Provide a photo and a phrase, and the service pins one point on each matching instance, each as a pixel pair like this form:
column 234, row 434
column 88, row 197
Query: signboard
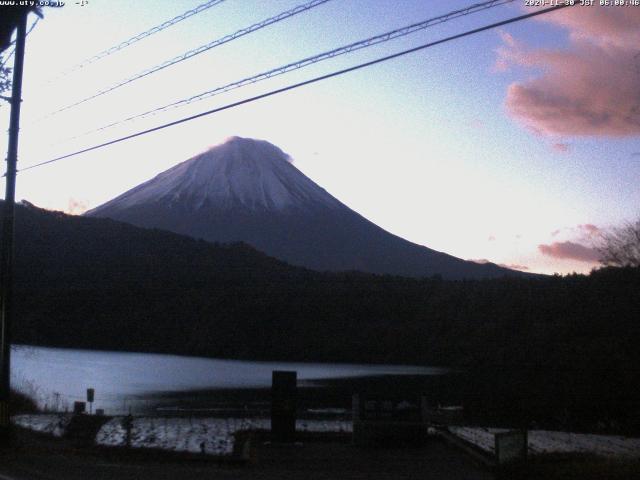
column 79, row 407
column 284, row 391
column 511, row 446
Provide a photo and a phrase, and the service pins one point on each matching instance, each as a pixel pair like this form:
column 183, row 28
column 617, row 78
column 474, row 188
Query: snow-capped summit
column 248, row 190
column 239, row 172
_ _ _
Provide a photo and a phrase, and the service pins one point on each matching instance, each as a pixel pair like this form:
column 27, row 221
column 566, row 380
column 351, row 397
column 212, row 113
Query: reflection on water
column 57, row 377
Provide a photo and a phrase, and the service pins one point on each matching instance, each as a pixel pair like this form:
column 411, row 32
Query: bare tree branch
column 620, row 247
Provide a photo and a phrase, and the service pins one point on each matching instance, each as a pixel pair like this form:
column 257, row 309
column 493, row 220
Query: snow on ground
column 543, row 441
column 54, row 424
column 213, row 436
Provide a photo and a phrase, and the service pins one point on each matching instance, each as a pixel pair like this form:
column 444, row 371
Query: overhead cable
_ _ _
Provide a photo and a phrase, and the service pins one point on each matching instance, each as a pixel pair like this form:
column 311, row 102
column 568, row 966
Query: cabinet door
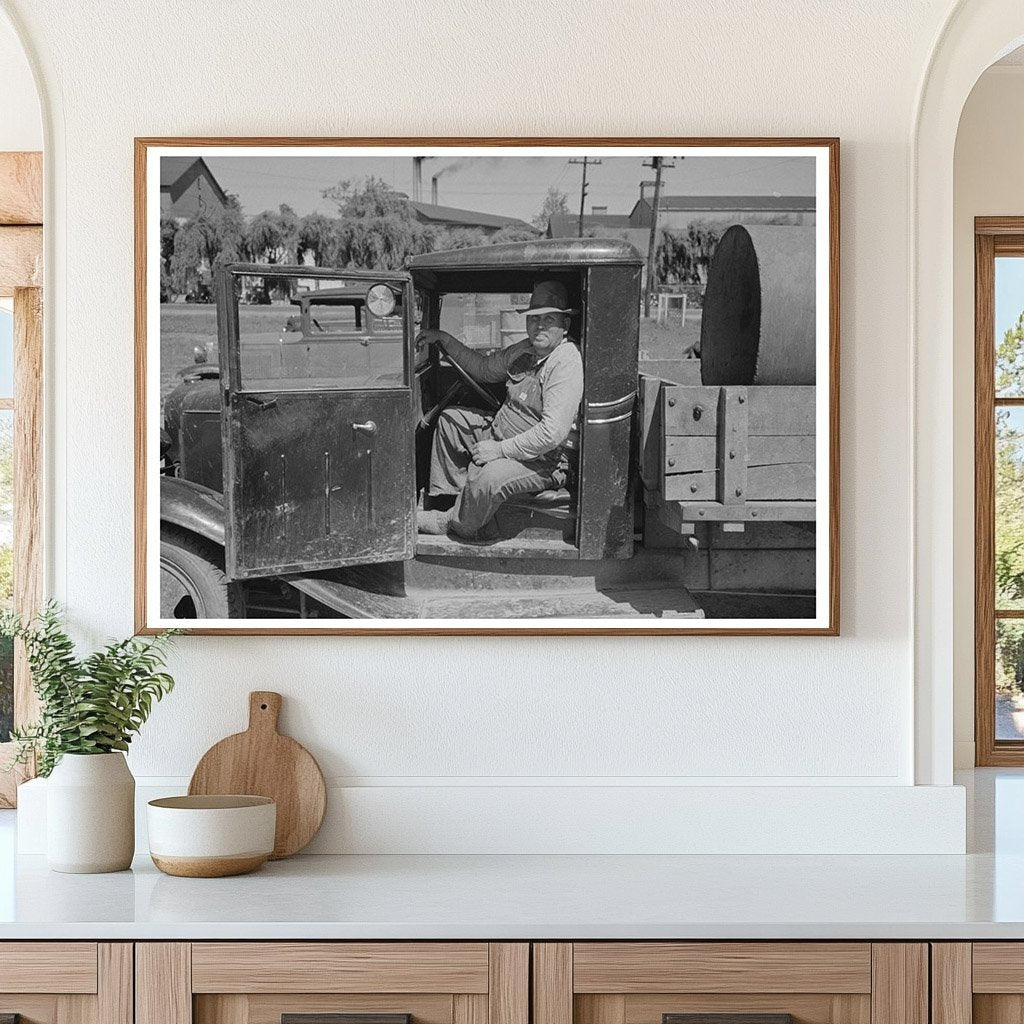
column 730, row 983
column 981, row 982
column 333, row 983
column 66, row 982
_ _ _
How many lines of the records above contain the string "snow"? Reply with the number alone.

2